### TEXT TO READ
One thing I really did not cover in depth was regulation. The M22 is regulated on high, but has thermal management that steps down whenever the light gets too hot. This is welcoming, as usually it is much more beneficial to decrease the output to an almost unperceivable level and maintain safe operating parameters than push the LED too hard.
For civilians (like me), the M22 offers a well designed light with high performance. Not only that, but it also has fantastic accessories to boot.
Olight itself is a great company to deal with and respond to emails and inquiries.
If you have any questions or requests, please feel free to ask me or send me a PM,
Regards,
Alain 
 
_ _


----------



## kj2 (Mar 26, 2013)

Thank you very much  and so many pics, I like that 
Hope mine will come this week.

Question; if you remove the clip, will the tactical ring spin around freely?


----------



## firelord777 (Mar 26, 2013)

It's a bit difficult to remove the clip, I'll see what is the best way to remove it and I'll report back to you.

Cheers


----------



## tobrien (Mar 26, 2013)

awesome work man


----------



## Filip11 (Mar 26, 2013)

How would you compare M22 to Fenix TK22 and Surefire Fury P2X in terms of quality of contruction?


----------



## firelord777 (Mar 26, 2013)

tobrien said:


> awesome work man



Thanks a lot buddy You rock!


----------



## firelord777 (Mar 26, 2013)

Filip11 said:


> How would you compare M22 to Fenix TK22 and Surefire Fury P2X in terms of quality of contruction?



As much as I would love to, I can't really help you there my friend. I do have a couple of Fenix lights, and they are also well built. 

Rest assured, they are all high quality lights, even the M22. I would expect it to survive and thrive with whatever you throw at it,

Cheers


----------



## Filip11 (Mar 26, 2013)

firelord777 said:


> As much as I would love to, I can't really help you there my friend. I do have a couple of Fenix lights, and they are also well built.
> 
> Rest assured, they are all high quality lights, even the M22. I would expect it to survive and thrive with whatever you throw at it,
> 
> Cheers



Thanks for reply! 

I still have to think a bit, and decide between this and TK 22. Sweet decisions.


----------



## shelm (Mar 26, 2013)

should be submitted for the review forum section. 
very helpful pics!!


----------



## TronPlayer (Mar 26, 2013)

Thanks! The only thing I found lacking was a picture of the light in your hand so I could get an idea of the size.


----------



## endoracing (Mar 26, 2013)

Unfortunately I fall on the side of not liking the look of this light which was why I went with EagleTac's new XM-L2 light. Seeing your pictures next to other lights I think that it may not be as bad as it seems in pictures by itself. I did almost order the M22 from amazon to see if I liked it given their easy returns. Now if I could buy an M22 head to screw onto my M20 for like 60 bucks I'd have a hard time not doing it (unfortunately the threads are different  ). 

Also, do you know which way that holster is intended to be used (up or down) ? Mine does not seem to fit through the bottom hole when pointing up.

Thanks for the pictures!


----------



## SilentK (Mar 26, 2013)

### RECORDS
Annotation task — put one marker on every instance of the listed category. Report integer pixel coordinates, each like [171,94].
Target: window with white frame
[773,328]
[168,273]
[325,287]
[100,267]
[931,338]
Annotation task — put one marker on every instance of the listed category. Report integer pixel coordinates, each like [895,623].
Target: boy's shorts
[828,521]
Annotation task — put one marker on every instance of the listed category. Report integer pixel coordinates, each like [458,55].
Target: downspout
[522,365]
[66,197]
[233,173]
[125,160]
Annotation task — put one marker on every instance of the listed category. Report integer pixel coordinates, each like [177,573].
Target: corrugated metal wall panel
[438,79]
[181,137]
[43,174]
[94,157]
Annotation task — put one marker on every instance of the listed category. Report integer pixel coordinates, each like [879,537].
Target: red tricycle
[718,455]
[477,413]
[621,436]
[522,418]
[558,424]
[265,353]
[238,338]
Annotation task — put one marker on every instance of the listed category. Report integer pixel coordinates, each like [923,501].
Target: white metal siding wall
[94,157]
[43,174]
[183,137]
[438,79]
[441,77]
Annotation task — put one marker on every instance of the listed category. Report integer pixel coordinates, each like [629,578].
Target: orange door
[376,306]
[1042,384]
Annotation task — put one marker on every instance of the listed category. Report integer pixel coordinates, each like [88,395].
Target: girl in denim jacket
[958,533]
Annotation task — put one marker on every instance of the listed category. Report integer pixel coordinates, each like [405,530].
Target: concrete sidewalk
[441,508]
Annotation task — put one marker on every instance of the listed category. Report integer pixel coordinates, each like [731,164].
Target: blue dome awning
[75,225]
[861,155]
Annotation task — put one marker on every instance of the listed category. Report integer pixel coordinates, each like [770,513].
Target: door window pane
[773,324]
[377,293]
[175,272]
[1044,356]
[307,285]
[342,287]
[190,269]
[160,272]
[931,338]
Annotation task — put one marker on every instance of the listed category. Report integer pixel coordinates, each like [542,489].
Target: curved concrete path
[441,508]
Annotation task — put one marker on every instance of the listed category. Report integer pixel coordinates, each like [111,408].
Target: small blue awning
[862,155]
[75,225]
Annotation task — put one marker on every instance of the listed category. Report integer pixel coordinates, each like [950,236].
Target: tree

### TASK REQUIREMENTS
a. List each distinct username that appears as a post header in the flashlight forum thread, naming each one once.
b. Using the flashlight forum thread, decide whether each statement agrees with it. Answer yes or no for each, and quote the words that decide it.
(i) The M22 lowers its output when it gets too hot.
(ii) firelord777 found the clip easy to remove.
(iii) endoracing says an M22 head would screw onto the M20.
c. Carry on the flashlight forum thread from the point where it stops.

### EXPECTED RESULTS
a. kj2, firelord777, tobrien, Filip11, shelm, TronPlayer, endoracing, SilentK

b.
(i) Yes: "has thermal management that steps down whenever the light gets too hot"
(ii) No: "It's a bit difficult to remove the clip"
(iii) No: "unfortunately the threads are different"

c.
I'm actually one who thinks this light is quite attractive.  I'm curious, I realize that you can tap the switch in quick succession to get instant access to high and strobe. Exactly how fast do you have to tap it momentarily to change modes? At what point does it not change modes, and just come back on in the set level?


----------



## firelord777 (Mar 26, 2013)

shelm said:


> should be submitted for the review forum section.
> very helpful pics!!



Thanks, but for some reason I'm never able to post my reviews there, the system just won't let me. All my reviews are in the LED subforum  hehe


----------



## firelord777 (Mar 26, 2013)

TronPlayer said:


> Thanks! The only thing I found lacking was a picture of the light in your hand so I could get an idea of the size.



Don't worry, I'll get back to you soon


----------



## firelord777 (Mar 26, 2013)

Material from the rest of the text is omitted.